-- Textauszug --
================
Mit Paludikultur Moorflächen schonend nutzen

Mit Paludikultur Moorflächen schonend nutzen

Deutschland ist Moorland: Doch 95 Prozent der wertvollen Öko-Systeme und CO2-Speicher sind längst entwässert. Erste Versuche und Erfahrungen zeigen: Mit Paludikultur lassen sich degenerierte Moorflächen nutzen, ohne weiter Kohlendioxid freizusetzen – ein Beitrag, um Klima und Landwirtschaft zu schützen.

Moore sind die besten Klimaschützer, da sie massenhaft Kohlendioxid speichern. Werden sie jedoch entwässert und abgetorft, heizen sie dem Klima ordentlich ein, wie folgende Zahlen zeigen:

  • Acht Prozent der landwirtschaftlich genutzten Flächen in Deutschland setzen mehr als ein Drittel der in der Landwirtschaft entstehenden klimaschädlichen Gase frei. (Quelle: FNR e.V.)
  • Ein Hektar Moorgrünland emittiert jährlich bis zu 30 Tonnen CO2, das entspricht 145.000 gefahrenen Auto-Kilometern. (Quelle: FNR e.V.)
  • Der Anbau von Mais auf einer Ackerfläche im entwässerten Moor kann mehr als 90 Tonnen Treibhausgas-Emissionen pro Hektar und Jahr verursachen. (Quelle: Greenpeace)

Die beste Lösung fürs Klima wäre es, die Moorflächen wieder großflächig zu vernässen. Doch das würden viele landwirtschaftliche Betriebe ruinieren. Daher sind neue Formen der Landwirtschaft auf Moorböden gefragt – die Paludikultur.

Paludikultur nützt Natur und Landwirtschaft

Paludi stammt von Palus (Sumpf) und meint die land- oder forstwirtschaftliche Nutzung auf nassen oder wiedervernässten Moorflächen. Das heißt: es geht nicht um intakte Moore in Naturschutzgebieten, sondern um degenerierte Flächen, deren restlicher Torf erhalten bleiben soll oder wo wieder Torf aufgebaut werden soll.

Alle Paludikulturen sind Dauerkulturen. Was auf den ehemaligen Mooren wächst, hängt vom Wasserstand und der Nutzung ab. Bei sommerlicher Mahd oder Beweidung entstehen vielfältige Nasswiesen oder Nassweiden. Es lassen sich aber auch Kulturen wie Erlen, Schilf und Rohrkolben gezielt entwickeln oder neu anbauen. Dazu müssen die Flächen jedoch ausreichend nass sein. Statt das Wasser mühsam zu einzelnen Flächen zu pumpen oder sie aufwendig einzustauen, ist es viel sinnvoller, größere Regionen wieder zu vernässen. Das Land Mecklenburg-Vorpommern hat daher ein Programm zur Instandsetzung von Stauanlagen aufgesetzt.
================
-- Gesammelte Daten --
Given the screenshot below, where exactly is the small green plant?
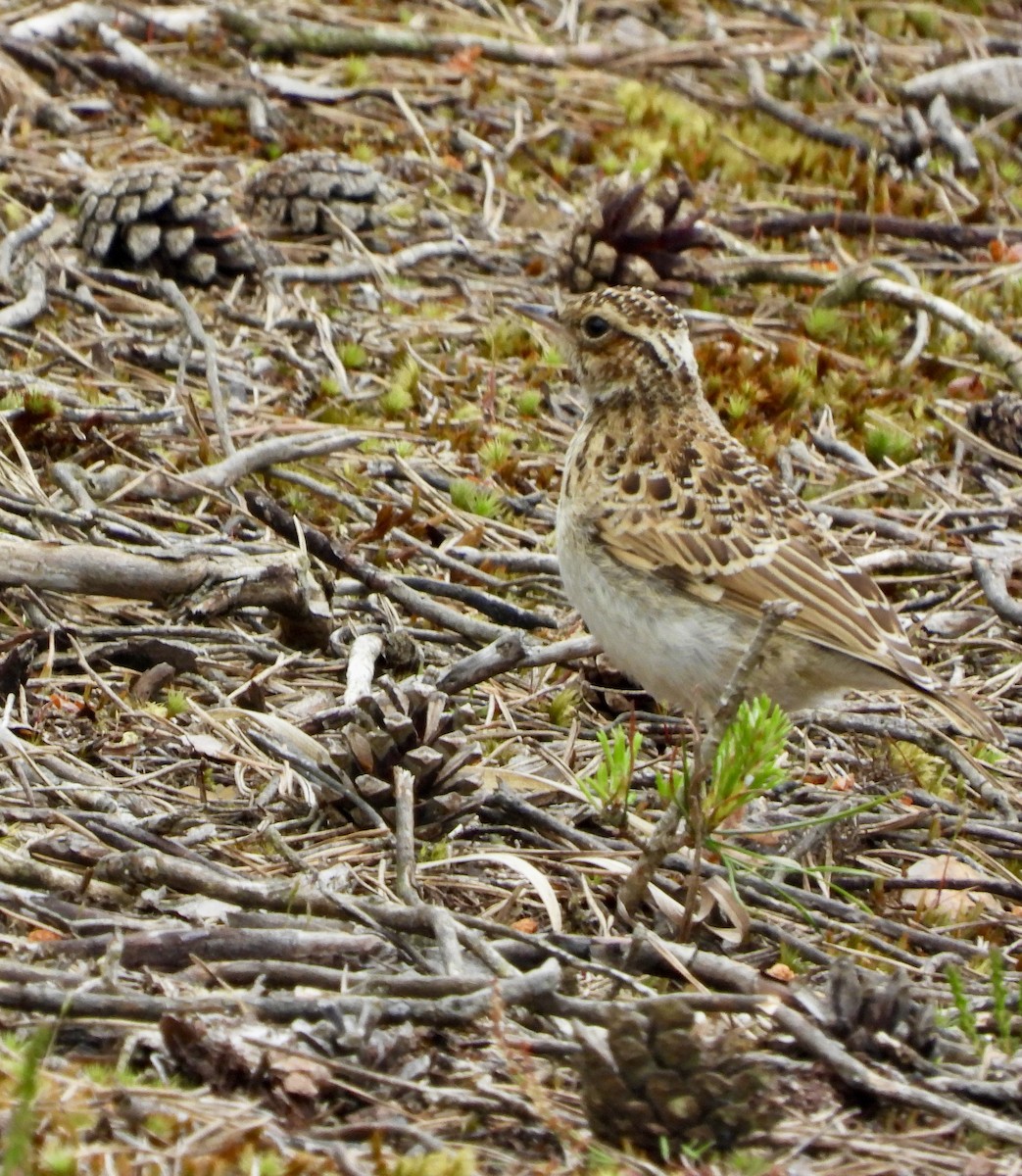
================
-- Übungsaufgabe --
Gib aus dem Text über Paludikultur die Stelle zwischen „Die beste Lösung“ und „gefragt – die Paludikultur.“ wortgetreu aus, beide Grenzen eingeschlossen.

-- Ergebnis unten --
Die beste Lösung fürs Klima wäre es, die Moorflächen wieder großflächig zu vernässen. Doch das würden viele landwirtschaftliche Betriebe ruinieren. Daher sind neue Formen der Landwirtschaft auf Moorböden gefragt – die Paludikultur.